→ Goal of the exercise
Keep each entry exactly as written when you repeat it, and skip the images.

→ Collected data

----------------------------------------

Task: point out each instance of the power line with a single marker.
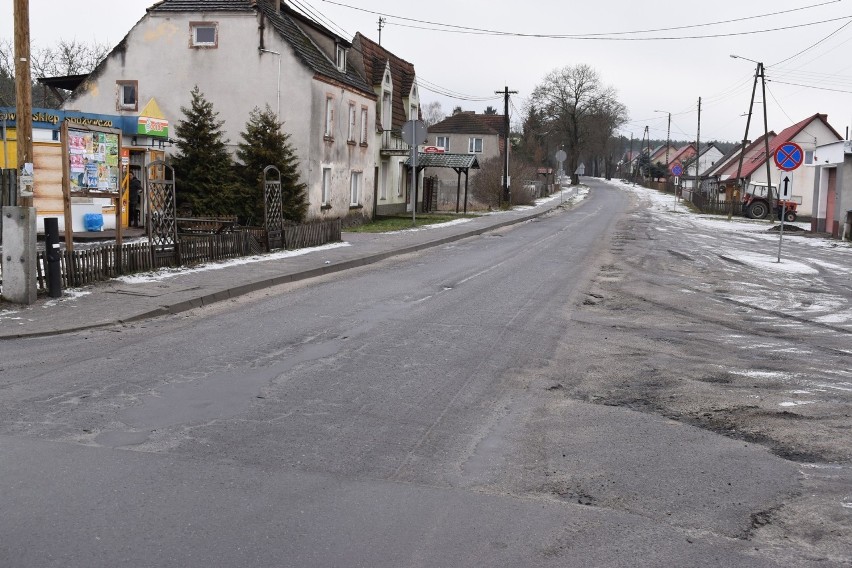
(313, 14)
(480, 31)
(813, 45)
(808, 86)
(599, 38)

----------------------------------------

→ Solved exercise
Task: point out each instance of the power line with a single marker.
(313, 14)
(480, 31)
(813, 45)
(808, 86)
(599, 38)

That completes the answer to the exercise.